SC has severe penalties for repeat and felony DUI
South Carolina passed new measures in 2008 that updated the DUI laws. The change in law was aimed at bringing South Carolina law into agreement with the existing drunk driving laws in a majority of other states. The new DUI laws significantly increased the severity of the penalties for those convicted on repeat and felony DUI charges.
In determining whether you're a repeat offender, the law uses a 10 year look-back period. If you've been convicted of driving under the influence at any point in the 10 years preceding your most recent DUI offense, you'll be charged as a repeat offender and sentenced accordingly.
Penalties for Repeat and Felony DUI Charges in South Carolina
Though the facts and circumstances of each case vary, if you're arrested on a repeat DUI or felony charge you'll likely face one or more of the following:
Second DUI Offense
- A fine between $2,100 and $5,100
- A one year suspension of your driver's license
- A sentence of 5 days jail time to one year in prison
- A court ordered certificate of completion of a drug and alcohol treatment program
- A required installation of an ignition interlock device for a period of two years.
Third DUI Offense
- A fine between $3,800 and $6,300
- A two-year suspension of your driver's license
- A sentence of 60 days jail time to three years in prison
- A court order certificate of completion of a drug and alcohol treatment program
- A required installation of an ignition interlock device for a period of three years.
Fourth DUI Offense
- A one- to five-year prison sentence.
Penalties increase in DUI cases if a minor is in the vehicle at the time of arrest, the blood alcohol content (BAC) is greater than or equal to 0.10, or if an accident occurs as a result of the DUI offense.

# [PROVIDED INFORMATION]
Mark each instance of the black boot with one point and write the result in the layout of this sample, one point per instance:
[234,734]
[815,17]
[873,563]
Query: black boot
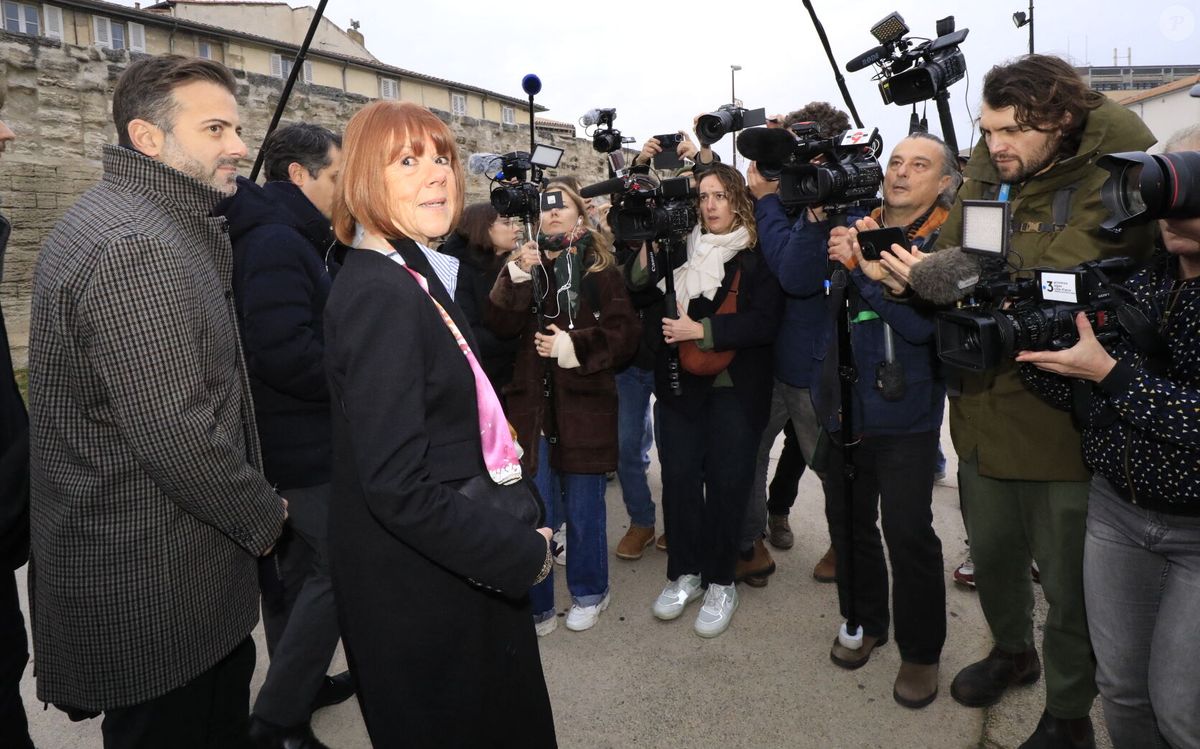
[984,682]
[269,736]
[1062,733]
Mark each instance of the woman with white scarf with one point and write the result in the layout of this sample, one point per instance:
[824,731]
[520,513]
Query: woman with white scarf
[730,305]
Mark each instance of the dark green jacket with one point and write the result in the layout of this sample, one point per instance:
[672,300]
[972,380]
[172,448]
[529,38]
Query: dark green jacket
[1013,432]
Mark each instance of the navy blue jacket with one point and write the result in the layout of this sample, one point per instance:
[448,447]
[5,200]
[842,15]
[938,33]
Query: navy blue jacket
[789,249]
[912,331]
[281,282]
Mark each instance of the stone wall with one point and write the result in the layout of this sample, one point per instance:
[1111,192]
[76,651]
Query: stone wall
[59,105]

# [WHAT IS EXPECTED]
Set down the part of the South Carolina DUI penalties text from "Third DUI Offense" up to and including "the DUI offense.".

# [SOLUTION]
Third DUI Offense
- A fine between $3,800 and $6,300
- A two-year suspension of your driver's license
- A sentence of 60 days jail time to three years in prison
- A court order certificate of completion of a drug and alcohol treatment program
- A required installation of an ignition interlock device for a period of three years.
Fourth DUI Offense
- A one- to five-year prison sentence.
Penalties increase in DUI cases if a minor is in the vehicle at the time of arrest, the blood alcohol content (BAC) is greater than or equal to 0.10, or if an accident occurs as a result of the DUI offense.